* **Set exercise**:
Pull out every line of the material below that contains the word "wooden", and copy each one in full. Case matters, so match the word only where its capitalization is identical.

* **Record excerpts**:
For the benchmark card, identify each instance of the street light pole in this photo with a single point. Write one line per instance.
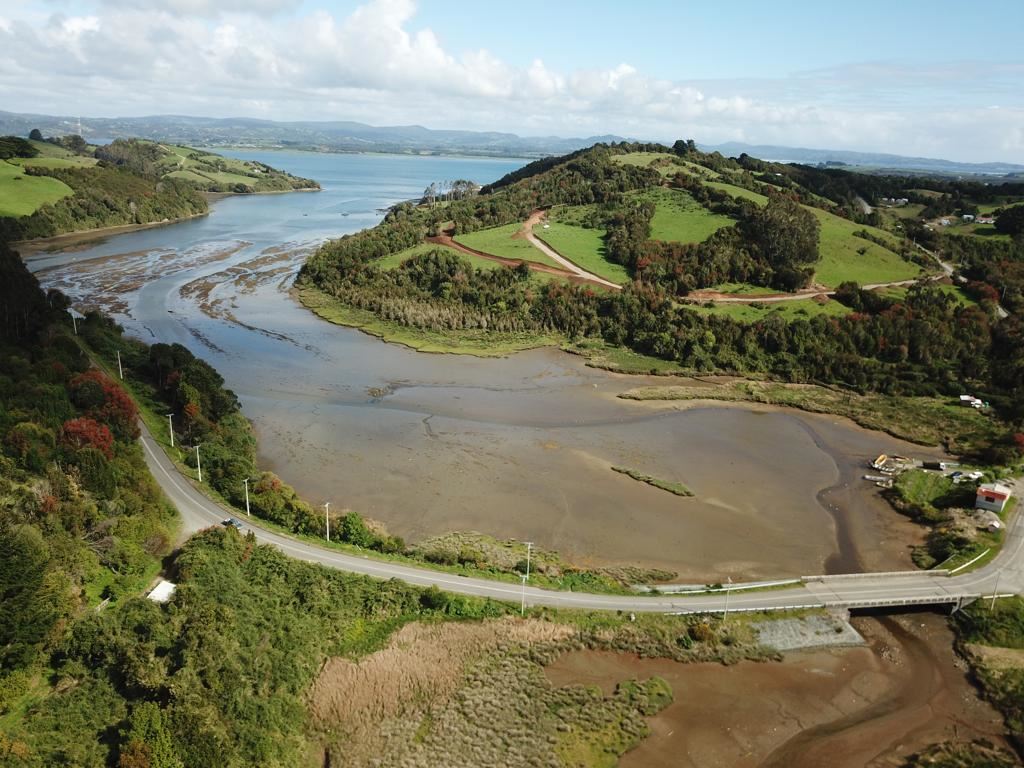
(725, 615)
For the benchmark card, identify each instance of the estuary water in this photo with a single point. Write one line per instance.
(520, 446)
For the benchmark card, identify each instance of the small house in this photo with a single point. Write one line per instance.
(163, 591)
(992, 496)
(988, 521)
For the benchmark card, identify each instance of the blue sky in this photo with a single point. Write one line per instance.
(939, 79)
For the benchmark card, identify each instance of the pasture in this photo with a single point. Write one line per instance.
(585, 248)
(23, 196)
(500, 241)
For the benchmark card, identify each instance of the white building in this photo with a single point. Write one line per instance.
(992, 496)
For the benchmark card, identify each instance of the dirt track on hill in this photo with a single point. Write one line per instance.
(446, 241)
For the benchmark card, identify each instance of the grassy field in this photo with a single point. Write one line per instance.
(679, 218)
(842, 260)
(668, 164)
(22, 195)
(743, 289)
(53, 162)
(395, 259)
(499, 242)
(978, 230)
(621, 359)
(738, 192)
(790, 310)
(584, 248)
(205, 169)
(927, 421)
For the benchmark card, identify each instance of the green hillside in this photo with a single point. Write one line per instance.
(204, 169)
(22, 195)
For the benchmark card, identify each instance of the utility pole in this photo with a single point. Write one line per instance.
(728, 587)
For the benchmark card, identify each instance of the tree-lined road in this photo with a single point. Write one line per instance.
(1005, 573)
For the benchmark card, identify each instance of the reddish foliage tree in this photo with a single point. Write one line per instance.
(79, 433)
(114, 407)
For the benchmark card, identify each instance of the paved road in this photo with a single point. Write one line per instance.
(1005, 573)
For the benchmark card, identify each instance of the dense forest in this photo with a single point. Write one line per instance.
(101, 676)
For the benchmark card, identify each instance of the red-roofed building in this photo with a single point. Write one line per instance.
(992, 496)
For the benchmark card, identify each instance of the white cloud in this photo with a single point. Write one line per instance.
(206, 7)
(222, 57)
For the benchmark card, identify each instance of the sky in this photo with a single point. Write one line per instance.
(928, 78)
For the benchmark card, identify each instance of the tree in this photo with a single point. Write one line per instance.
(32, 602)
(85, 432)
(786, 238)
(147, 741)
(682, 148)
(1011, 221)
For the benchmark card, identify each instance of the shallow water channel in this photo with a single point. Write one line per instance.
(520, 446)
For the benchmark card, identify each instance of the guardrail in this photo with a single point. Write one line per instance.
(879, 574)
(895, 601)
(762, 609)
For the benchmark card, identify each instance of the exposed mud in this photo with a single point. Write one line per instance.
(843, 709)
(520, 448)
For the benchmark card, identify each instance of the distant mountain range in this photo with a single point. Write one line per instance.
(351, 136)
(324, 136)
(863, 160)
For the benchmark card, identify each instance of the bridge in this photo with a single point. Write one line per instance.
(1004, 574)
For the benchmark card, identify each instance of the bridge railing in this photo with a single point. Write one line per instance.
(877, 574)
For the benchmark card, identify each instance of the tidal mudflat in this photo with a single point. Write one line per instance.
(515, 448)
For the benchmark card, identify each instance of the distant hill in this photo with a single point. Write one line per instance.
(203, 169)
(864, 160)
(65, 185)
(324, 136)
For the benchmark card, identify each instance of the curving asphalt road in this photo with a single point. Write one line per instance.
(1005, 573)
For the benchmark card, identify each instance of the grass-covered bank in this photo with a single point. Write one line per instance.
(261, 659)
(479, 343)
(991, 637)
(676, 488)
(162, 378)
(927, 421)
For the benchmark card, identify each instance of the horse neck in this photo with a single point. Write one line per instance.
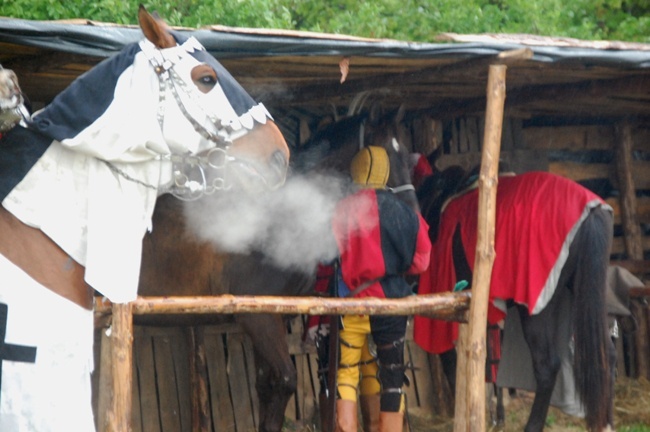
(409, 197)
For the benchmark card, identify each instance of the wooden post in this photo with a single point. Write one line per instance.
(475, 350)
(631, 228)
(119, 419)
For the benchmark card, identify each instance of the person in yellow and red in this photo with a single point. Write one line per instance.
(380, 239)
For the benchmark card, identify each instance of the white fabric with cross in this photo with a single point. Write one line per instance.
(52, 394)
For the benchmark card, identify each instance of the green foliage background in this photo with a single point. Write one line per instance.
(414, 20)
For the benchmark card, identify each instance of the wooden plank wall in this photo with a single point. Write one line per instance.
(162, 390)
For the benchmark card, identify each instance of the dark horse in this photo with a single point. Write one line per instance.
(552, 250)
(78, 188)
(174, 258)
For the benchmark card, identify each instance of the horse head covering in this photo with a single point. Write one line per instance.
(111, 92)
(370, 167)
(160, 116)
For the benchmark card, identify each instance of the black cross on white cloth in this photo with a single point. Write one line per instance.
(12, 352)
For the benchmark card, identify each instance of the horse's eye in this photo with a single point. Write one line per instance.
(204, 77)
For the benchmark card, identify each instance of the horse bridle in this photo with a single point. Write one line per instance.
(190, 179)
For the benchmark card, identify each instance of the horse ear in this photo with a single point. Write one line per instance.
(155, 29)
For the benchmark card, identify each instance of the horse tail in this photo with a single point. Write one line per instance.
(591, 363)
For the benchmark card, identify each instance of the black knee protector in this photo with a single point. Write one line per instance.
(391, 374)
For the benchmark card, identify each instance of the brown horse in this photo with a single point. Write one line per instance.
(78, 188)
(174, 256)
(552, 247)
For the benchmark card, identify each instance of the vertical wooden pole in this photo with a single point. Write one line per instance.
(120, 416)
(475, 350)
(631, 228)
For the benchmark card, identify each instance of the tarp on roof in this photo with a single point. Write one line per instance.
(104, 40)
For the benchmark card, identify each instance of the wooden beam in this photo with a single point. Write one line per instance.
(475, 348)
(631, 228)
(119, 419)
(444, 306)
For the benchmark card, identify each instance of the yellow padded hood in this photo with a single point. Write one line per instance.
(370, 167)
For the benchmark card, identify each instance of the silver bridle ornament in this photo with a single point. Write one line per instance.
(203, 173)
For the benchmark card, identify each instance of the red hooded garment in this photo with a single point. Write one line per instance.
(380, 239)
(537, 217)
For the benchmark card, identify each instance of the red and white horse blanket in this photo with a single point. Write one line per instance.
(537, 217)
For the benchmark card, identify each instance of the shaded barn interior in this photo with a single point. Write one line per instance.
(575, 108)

==

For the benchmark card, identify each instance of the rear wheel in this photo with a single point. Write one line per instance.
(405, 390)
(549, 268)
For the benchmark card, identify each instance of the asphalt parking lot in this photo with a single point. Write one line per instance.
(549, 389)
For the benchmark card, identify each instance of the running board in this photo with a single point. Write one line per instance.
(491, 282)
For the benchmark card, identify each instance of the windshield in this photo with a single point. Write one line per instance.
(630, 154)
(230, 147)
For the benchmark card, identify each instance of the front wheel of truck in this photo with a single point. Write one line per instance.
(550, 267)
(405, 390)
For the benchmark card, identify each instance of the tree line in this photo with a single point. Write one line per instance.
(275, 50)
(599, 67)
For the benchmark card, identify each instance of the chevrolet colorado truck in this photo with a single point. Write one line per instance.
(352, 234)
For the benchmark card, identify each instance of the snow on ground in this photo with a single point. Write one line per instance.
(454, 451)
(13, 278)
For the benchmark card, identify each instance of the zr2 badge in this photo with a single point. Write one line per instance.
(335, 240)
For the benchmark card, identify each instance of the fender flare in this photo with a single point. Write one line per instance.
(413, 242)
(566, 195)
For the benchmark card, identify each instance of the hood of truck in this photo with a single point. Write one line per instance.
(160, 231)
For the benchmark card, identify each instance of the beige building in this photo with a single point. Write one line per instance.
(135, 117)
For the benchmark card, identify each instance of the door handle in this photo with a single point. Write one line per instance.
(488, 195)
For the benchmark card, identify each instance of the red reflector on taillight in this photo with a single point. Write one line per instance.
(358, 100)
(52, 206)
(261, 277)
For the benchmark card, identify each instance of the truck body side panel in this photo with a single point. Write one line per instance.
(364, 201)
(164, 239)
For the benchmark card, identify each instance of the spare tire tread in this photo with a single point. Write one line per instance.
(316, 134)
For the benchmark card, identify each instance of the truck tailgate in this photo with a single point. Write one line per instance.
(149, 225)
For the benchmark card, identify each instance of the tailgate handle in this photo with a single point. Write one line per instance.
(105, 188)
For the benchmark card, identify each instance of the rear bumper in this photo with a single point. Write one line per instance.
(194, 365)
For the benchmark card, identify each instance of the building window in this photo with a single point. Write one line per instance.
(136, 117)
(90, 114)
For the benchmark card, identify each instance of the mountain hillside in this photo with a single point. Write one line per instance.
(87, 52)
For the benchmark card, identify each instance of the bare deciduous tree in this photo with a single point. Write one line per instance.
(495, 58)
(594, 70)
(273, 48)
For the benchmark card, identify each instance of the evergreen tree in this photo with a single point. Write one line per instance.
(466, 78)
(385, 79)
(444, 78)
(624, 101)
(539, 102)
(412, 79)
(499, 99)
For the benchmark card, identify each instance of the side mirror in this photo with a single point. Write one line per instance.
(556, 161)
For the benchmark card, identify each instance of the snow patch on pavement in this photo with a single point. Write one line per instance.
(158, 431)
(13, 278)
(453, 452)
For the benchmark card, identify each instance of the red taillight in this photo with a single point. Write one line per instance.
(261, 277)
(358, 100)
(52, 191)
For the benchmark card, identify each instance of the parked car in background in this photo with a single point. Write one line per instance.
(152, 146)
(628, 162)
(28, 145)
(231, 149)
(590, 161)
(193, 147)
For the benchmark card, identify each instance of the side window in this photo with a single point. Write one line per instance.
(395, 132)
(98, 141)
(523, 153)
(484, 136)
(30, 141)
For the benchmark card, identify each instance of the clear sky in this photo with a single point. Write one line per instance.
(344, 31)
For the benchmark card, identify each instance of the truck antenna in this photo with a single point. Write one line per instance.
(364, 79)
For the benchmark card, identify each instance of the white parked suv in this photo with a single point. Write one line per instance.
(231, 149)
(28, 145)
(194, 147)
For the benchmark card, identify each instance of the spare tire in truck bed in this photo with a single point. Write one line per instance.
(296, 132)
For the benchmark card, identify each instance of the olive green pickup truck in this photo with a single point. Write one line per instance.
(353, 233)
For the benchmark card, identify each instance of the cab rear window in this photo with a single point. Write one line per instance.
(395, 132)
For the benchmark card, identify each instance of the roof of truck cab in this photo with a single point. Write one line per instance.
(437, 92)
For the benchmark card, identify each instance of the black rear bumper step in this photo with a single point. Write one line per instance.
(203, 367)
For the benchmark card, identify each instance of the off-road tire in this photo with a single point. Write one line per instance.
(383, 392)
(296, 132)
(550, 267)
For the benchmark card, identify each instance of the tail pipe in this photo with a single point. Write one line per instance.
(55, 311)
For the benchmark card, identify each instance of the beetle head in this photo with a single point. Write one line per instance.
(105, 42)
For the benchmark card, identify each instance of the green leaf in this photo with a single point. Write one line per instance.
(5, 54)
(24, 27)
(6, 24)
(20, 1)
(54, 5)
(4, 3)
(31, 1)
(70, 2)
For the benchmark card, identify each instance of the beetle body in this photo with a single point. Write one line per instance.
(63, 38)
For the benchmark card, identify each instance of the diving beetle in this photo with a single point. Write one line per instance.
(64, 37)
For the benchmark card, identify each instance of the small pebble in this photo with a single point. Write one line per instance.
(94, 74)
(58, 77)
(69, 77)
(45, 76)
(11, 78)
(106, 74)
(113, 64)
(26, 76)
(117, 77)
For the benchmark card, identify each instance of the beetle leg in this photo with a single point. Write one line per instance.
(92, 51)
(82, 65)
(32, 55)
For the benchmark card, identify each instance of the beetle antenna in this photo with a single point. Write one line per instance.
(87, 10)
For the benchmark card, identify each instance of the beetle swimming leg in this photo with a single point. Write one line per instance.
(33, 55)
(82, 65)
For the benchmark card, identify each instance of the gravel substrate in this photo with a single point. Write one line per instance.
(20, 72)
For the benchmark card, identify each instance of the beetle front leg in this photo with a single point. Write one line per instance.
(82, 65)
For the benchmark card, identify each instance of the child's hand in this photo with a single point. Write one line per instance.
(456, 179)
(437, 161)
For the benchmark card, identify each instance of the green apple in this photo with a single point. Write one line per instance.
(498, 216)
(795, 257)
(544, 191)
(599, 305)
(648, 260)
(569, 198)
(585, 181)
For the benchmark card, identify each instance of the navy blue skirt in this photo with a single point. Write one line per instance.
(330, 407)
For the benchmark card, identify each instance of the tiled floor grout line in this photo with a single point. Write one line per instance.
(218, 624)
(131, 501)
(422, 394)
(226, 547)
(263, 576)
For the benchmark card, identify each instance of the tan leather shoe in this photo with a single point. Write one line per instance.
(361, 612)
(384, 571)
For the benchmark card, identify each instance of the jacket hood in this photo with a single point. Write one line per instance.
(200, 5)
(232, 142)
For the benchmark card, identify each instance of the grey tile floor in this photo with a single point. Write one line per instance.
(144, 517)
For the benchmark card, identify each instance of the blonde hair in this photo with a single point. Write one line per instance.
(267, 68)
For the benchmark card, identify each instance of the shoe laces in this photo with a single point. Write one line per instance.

--

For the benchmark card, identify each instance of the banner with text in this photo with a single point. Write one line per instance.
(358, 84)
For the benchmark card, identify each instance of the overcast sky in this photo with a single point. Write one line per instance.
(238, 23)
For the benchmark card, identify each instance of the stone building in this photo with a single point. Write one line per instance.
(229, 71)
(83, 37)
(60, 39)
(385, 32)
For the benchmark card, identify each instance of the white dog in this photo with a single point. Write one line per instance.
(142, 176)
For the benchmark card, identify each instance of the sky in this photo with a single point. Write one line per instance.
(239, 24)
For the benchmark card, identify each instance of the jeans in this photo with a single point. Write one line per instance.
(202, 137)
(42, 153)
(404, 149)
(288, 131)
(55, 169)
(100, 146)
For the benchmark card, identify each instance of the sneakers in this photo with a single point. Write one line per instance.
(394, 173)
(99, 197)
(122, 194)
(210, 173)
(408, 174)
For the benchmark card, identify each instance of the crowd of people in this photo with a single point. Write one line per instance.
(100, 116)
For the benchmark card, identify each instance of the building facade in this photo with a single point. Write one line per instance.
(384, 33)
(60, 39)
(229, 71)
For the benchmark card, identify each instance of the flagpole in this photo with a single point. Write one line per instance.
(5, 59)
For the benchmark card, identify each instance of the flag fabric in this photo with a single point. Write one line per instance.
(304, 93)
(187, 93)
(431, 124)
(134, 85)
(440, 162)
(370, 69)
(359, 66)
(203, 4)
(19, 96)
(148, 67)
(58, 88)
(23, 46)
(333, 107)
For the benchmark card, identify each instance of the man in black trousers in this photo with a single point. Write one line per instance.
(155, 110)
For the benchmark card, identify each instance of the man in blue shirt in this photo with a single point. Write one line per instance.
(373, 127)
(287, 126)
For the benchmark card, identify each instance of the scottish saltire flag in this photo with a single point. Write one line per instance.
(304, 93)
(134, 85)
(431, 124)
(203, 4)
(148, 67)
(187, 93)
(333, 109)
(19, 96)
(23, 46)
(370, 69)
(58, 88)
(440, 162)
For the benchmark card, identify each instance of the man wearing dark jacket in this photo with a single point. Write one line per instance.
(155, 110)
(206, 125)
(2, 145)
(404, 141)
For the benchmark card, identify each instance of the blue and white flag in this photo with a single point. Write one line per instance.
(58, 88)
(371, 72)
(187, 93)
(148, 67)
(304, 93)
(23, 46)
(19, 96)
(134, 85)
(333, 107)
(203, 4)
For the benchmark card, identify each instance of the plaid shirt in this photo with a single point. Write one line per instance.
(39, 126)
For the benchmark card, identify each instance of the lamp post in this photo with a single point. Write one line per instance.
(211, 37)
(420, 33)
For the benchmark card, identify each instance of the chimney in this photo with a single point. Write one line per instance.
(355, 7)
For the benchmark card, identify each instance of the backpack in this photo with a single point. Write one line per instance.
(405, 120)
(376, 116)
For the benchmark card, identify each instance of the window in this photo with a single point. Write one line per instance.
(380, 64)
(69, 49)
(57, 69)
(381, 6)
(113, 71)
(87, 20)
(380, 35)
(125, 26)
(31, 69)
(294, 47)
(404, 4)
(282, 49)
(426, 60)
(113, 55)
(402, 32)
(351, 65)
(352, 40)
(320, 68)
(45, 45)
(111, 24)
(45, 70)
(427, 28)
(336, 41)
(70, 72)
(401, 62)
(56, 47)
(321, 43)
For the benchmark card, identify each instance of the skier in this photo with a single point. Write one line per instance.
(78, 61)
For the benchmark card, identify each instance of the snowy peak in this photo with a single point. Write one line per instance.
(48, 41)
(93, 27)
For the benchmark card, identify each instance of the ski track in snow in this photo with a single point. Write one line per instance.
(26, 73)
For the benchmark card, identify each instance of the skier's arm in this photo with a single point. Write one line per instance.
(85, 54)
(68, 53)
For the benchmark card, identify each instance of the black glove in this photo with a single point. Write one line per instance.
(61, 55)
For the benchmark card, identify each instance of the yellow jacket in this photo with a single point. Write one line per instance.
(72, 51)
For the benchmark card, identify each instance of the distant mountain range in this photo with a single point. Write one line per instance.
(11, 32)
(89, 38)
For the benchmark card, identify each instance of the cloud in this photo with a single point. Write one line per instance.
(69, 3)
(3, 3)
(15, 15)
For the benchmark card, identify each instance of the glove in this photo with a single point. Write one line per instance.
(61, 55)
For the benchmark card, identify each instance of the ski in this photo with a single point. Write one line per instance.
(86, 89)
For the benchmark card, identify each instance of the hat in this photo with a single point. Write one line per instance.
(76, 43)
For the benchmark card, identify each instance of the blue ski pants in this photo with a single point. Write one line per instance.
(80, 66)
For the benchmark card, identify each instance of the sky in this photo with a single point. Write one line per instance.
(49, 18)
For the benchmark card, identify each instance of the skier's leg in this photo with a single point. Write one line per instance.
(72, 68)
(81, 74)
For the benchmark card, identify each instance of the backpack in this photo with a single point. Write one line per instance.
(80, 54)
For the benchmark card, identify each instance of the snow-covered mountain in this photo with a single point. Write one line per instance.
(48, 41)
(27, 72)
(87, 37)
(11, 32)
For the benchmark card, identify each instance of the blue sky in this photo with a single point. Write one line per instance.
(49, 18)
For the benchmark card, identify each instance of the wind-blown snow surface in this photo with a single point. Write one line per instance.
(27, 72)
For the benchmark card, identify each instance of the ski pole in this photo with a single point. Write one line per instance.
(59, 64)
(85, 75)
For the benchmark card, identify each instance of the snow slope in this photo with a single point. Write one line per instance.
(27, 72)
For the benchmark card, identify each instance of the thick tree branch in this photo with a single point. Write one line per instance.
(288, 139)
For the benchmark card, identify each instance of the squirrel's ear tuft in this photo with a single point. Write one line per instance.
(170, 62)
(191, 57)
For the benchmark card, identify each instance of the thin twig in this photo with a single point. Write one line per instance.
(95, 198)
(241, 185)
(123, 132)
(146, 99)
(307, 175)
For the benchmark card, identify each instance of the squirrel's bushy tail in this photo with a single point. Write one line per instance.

* **Full answer**:
For the benchmark card, identify each instance of the wooden post in this photo with a single point. Write one line per instance.
For the benchmark card, identify each instance of the wooden plank wall in this photo with a single point. Write one line per instance.
For the benchmark card, identify each instance of the vertical wooden pole in this photo with a single point. Write one line per instance.
For the benchmark card, identify each instance of the wooden beam in this photo with a single point. Write one line per instance.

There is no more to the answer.